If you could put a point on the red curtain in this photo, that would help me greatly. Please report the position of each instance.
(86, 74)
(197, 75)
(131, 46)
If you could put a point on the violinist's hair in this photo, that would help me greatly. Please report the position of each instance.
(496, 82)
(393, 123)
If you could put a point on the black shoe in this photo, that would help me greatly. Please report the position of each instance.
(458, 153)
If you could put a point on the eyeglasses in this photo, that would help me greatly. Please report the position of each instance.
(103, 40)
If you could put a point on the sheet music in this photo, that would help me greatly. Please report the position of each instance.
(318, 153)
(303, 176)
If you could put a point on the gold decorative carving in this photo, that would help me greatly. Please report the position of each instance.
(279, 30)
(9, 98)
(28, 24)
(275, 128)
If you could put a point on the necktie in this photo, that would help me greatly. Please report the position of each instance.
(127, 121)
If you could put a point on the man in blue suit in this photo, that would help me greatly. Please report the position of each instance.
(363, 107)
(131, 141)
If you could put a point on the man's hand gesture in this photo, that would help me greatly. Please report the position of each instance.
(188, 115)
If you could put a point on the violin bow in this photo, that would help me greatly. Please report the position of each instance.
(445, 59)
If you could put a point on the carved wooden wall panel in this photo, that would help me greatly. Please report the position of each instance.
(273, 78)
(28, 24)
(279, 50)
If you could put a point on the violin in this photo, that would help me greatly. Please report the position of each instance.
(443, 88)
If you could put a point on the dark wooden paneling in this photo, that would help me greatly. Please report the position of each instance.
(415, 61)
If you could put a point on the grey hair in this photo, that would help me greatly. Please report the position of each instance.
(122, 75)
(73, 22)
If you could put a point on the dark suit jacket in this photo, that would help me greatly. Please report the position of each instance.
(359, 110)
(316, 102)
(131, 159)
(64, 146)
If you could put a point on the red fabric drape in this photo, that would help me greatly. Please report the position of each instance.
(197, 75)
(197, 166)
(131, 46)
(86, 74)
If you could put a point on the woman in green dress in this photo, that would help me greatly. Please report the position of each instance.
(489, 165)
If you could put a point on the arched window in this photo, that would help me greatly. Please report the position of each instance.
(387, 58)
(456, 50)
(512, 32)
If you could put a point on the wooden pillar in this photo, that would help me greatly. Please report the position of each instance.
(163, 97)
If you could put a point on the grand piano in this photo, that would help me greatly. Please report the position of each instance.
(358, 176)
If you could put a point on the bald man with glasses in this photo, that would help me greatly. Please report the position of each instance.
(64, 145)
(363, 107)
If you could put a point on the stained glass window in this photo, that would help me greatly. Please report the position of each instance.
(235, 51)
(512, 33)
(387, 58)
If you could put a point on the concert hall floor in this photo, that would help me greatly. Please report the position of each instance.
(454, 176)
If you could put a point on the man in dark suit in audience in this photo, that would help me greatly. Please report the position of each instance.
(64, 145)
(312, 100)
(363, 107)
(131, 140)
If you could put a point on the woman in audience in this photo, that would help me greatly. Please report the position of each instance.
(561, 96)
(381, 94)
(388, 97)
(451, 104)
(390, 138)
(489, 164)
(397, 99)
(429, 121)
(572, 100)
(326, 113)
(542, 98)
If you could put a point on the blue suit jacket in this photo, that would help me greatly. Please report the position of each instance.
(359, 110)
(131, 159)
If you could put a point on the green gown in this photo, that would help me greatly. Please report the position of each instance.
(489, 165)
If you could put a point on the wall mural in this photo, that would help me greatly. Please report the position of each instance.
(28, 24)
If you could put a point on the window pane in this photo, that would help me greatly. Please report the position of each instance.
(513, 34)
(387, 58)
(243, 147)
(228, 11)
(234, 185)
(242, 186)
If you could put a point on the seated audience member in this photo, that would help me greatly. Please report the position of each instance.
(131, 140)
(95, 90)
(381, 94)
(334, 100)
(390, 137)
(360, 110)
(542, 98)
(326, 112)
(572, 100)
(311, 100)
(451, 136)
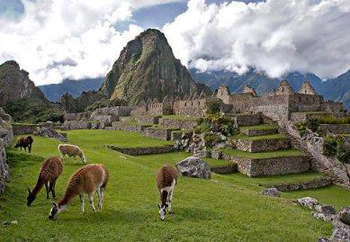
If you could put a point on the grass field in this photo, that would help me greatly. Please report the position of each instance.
(226, 208)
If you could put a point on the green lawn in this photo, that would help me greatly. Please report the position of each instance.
(226, 208)
(258, 127)
(255, 138)
(262, 155)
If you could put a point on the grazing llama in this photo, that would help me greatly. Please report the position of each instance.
(50, 170)
(87, 180)
(166, 181)
(25, 142)
(71, 151)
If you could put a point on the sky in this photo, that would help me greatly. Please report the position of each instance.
(75, 39)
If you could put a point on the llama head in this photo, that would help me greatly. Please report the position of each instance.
(31, 197)
(56, 209)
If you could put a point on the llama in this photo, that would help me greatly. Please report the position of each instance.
(71, 151)
(25, 142)
(50, 170)
(87, 180)
(166, 181)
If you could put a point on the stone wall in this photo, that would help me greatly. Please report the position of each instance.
(334, 128)
(163, 134)
(271, 166)
(178, 123)
(262, 145)
(143, 150)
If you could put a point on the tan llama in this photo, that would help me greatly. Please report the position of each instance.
(50, 170)
(71, 151)
(87, 180)
(166, 182)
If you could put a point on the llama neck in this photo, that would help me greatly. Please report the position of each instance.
(38, 187)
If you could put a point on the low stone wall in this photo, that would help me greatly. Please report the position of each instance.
(177, 123)
(19, 129)
(334, 129)
(71, 125)
(317, 183)
(143, 150)
(271, 166)
(147, 120)
(163, 134)
(248, 119)
(262, 145)
(229, 169)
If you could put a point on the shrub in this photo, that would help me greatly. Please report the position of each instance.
(213, 106)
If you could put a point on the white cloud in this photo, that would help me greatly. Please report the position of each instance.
(58, 39)
(275, 36)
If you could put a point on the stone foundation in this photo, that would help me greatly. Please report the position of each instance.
(177, 123)
(262, 145)
(271, 166)
(143, 150)
(317, 183)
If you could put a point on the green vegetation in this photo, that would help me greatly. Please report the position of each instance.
(255, 138)
(226, 208)
(258, 127)
(335, 146)
(32, 111)
(262, 155)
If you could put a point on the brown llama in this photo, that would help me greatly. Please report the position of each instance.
(25, 142)
(71, 151)
(87, 180)
(50, 170)
(166, 182)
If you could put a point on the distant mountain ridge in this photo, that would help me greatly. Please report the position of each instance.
(336, 89)
(147, 69)
(54, 92)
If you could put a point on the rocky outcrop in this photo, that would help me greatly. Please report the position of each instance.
(6, 137)
(194, 167)
(147, 69)
(50, 133)
(15, 85)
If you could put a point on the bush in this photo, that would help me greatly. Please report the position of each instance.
(213, 106)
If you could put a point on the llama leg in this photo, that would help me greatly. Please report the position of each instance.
(53, 189)
(47, 190)
(82, 206)
(170, 198)
(91, 200)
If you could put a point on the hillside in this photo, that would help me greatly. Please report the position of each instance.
(337, 89)
(147, 69)
(53, 92)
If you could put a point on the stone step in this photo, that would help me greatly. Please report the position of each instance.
(260, 143)
(268, 163)
(258, 130)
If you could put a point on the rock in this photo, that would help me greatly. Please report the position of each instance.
(307, 202)
(326, 209)
(344, 215)
(273, 192)
(50, 133)
(194, 167)
(323, 216)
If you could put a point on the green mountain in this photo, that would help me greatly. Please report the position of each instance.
(147, 68)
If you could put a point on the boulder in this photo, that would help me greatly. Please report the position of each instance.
(273, 192)
(344, 215)
(50, 133)
(194, 167)
(307, 202)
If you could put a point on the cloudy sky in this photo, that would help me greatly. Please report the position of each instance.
(75, 39)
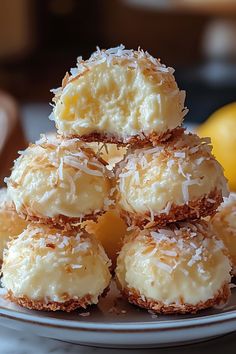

Assignment -> Type the records out again in full, exactly, with each picture omitted.

Solution to this exercise ->
If you could put a point on the red curtain in this photo, that would help me greatly. Please report the position of each instance.
(86, 74)
(197, 75)
(131, 46)
If you could put a point on the violinist's hair in this photo, that would help me greatly. Please report the position of each instance.
(496, 82)
(393, 123)
If you could put a point on the black shoe in this photo, that would help me greatly. Please report the position of each instance.
(458, 153)
If you could put a point on the eyeglasses in this photo, that would help me greatly. Please report the position of each instance.
(103, 40)
If you could put a point on the sheet music in this photo, that would help me greatly. Please report the position of each instance.
(318, 153)
(303, 176)
If you could put a point on the gold decorative carving in this photo, that would help me greatly. Please report the position of each instance.
(279, 30)
(9, 98)
(28, 24)
(275, 128)
If you could put a point on the necktie in this photo, that would help me greatly. Please report the position of each instance.
(127, 121)
If you could put a point on the man in blue suit in this photo, that would help me greatly. Please report the position of each instance.
(363, 107)
(131, 141)
If you could put a point on the man's hand gesture in this photo, that would help me greatly. Please report the position of each instance.
(188, 115)
If you could put a point on the violin bow in this photo, that would help me greatly. Please report the position of each instance.
(445, 59)
If you could put a point on the carved wooden wall panel in this photo, that would help me greatly. Please report the position of each instance.
(273, 78)
(28, 24)
(279, 50)
If you could put a point on the violin in this photo, that would help me greatly. Please report the position of each instance.
(443, 88)
If you could put a point on the dark wooden paneling in this photo, that would help me greatly. Please report the position of each instance.
(415, 61)
If you could put a point on the grey hair in this photo, that would help me greatly. Please report the position of each instance.
(122, 75)
(73, 22)
If you could put a point on the dark suit jacket in this photo, that would help me greatly. Please report the position of each instance.
(359, 110)
(316, 102)
(131, 159)
(64, 146)
If you could put a point on the red fabric drape in this photo, that would help me greatly. Please report the position of each instance.
(197, 75)
(197, 166)
(131, 46)
(86, 74)
If you could put a point on the woman in green dress in this photo, that would help me greatly. Please report the position of each instance.
(489, 165)
If you could put a point on the arched window in this photo, that would help me greatly. Please report the position of each instance.
(387, 58)
(456, 50)
(512, 32)
If you could put a point on the wooden pillar in this photo, that would help me greatly. Please report the position of each instance.
(163, 97)
If you could put a point on the grand piano in this photo, that would help me greatly. Please report the position of each instance.
(358, 176)
If you could put a point on the bald man with glasses in this photo, that would help me greatly. Please report the position of each instance.
(64, 145)
(363, 107)
If you could put a point on the stained glass window in this photo, that would help me greatly. Please report the position of each instance.
(235, 51)
(512, 33)
(387, 58)
If you could put a point on the concert hall floor in this photo, that would help me greatly. Please report the position of each instance.
(454, 176)
If you could put a point on the man in dark suit in audience in this photo, that would help me greatly. Please report the position of each instance.
(64, 145)
(312, 100)
(363, 107)
(131, 140)
If you could put a point on the woman in audience in this photo, that would help me greatly. Please report the position of each instance.
(561, 96)
(381, 94)
(388, 97)
(451, 104)
(390, 138)
(489, 164)
(397, 99)
(429, 121)
(572, 100)
(326, 113)
(542, 98)
If you could put a point on the blue suit jacket in this photo, that would help me greatly. Please report the position of each instance.
(359, 110)
(131, 159)
If you could put a point on the green gown in this photo, that would help me greatly. Please report the position of each instance.
(489, 165)
If you could put a point on the wall mural in this photo, that would help me greatly. Please report the position of each instance.
(28, 24)
If you could put a point on the window pane in this photo, that would help me greatly. Please report the position of each instance.
(513, 34)
(387, 58)
(243, 147)
(228, 11)
(234, 185)
(242, 186)
If you could put a point on the seated audience member in this photo, that would help me greatly. Please report the position of each instance.
(131, 140)
(95, 90)
(381, 94)
(334, 100)
(390, 137)
(360, 110)
(542, 98)
(326, 112)
(572, 100)
(311, 100)
(451, 136)
If you could put a point on the grass field in this photo, that would help me greatly. Please report the position of each instance.
(226, 208)
If you could put a point on the green lawn in this photo, that would help me greatly. Please report the position of each instance.
(226, 208)
(258, 127)
(255, 138)
(262, 155)
If you could put a point on the grazing llama in this photo, that would help me greatly. Please report the position of each instance.
(50, 170)
(87, 180)
(166, 181)
(25, 142)
(71, 151)
If you could put a point on the sky in this photo, that would help me greatly. Please report the position of each instance.
(75, 39)
If you could put a point on the llama head in this photo, that would help me greatly. Please report the position of each instance.
(31, 197)
(56, 209)
If you could put a point on the llama in this photo, that would help me greatly. Please report the position of each instance.
(71, 151)
(25, 142)
(50, 170)
(87, 180)
(166, 181)
If you could put a point on the stone wall in this photo, that would help me greatly. Please report the position of each instance.
(334, 128)
(163, 134)
(271, 166)
(178, 123)
(262, 145)
(143, 150)
If you could put a point on the tan llama in this photo, that would help me greatly. Please report the position of each instance.
(50, 170)
(71, 151)
(87, 180)
(166, 182)
If you could put a point on the llama neck in this photo, that would help me greatly. Please report the position of each instance.
(38, 187)
If you could put a point on the low stone wall in this photo, that would help me greatly. Please report the position of each instance.
(177, 123)
(19, 129)
(334, 129)
(71, 125)
(317, 183)
(143, 150)
(271, 166)
(147, 120)
(163, 134)
(248, 119)
(262, 145)
(229, 169)
If you could put a point on the shrub in this photo, that would help me greatly. Please report the position of each instance.
(213, 106)
If you could put a point on the white cloud in this photo, that would help me greatly. Please report the position of each instance.
(58, 39)
(275, 36)
If you could put a point on the stone foundation in this photo, that would help me greatly. Please report the position of each instance.
(177, 123)
(262, 145)
(271, 166)
(143, 150)
(317, 183)
If you could put a point on the green vegetation in this photo, that would help me greatly. Please report the position of each instance.
(255, 138)
(226, 208)
(258, 127)
(335, 146)
(32, 111)
(262, 155)
If you could put a point on the brown llama in this photo, that would help me greatly. Please report the position of each instance.
(25, 142)
(71, 151)
(87, 180)
(50, 170)
(166, 182)
If you could put a point on the distant mountain ridge in this photo, that would help me greatly. Please report the position of each instance.
(336, 89)
(147, 69)
(54, 92)
If you could put a point on the rocky outcrop in this photo, that would help me greatly. Please report the position of each instance.
(6, 137)
(194, 167)
(147, 69)
(50, 133)
(15, 85)
If you could put a point on the bush in this photo, that would help me greatly. Please report the position of each instance.
(213, 106)
If you could put a point on the llama leg in this photo, that would help me greatly. Please report the position of each instance.
(53, 189)
(47, 190)
(82, 206)
(170, 198)
(91, 200)
If you could put a point on the hillside in this photo, that would help me greatly. Please report the position of each instance.
(337, 89)
(147, 69)
(53, 92)
If you could put a point on the stone step in this photo, that would help me greatly. Please report the position of each instance.
(260, 143)
(268, 163)
(258, 130)
If you could put a point on the rock in this photo, that would help me greatly. Please report the position of each instance.
(307, 202)
(326, 209)
(344, 215)
(273, 192)
(50, 133)
(194, 167)
(323, 216)
If you could put a point on the green mountain in this photo, that would help me greatly. Please report the position of each instance.
(147, 68)
If you could put a point on the boulder in this photo, that would help me greatly. Please report the position of each instance.
(273, 192)
(344, 215)
(50, 133)
(194, 167)
(307, 202)
If you could put a point on the cloudy sky in this photo, that would help me greatly. Please report the position of each instance.
(75, 39)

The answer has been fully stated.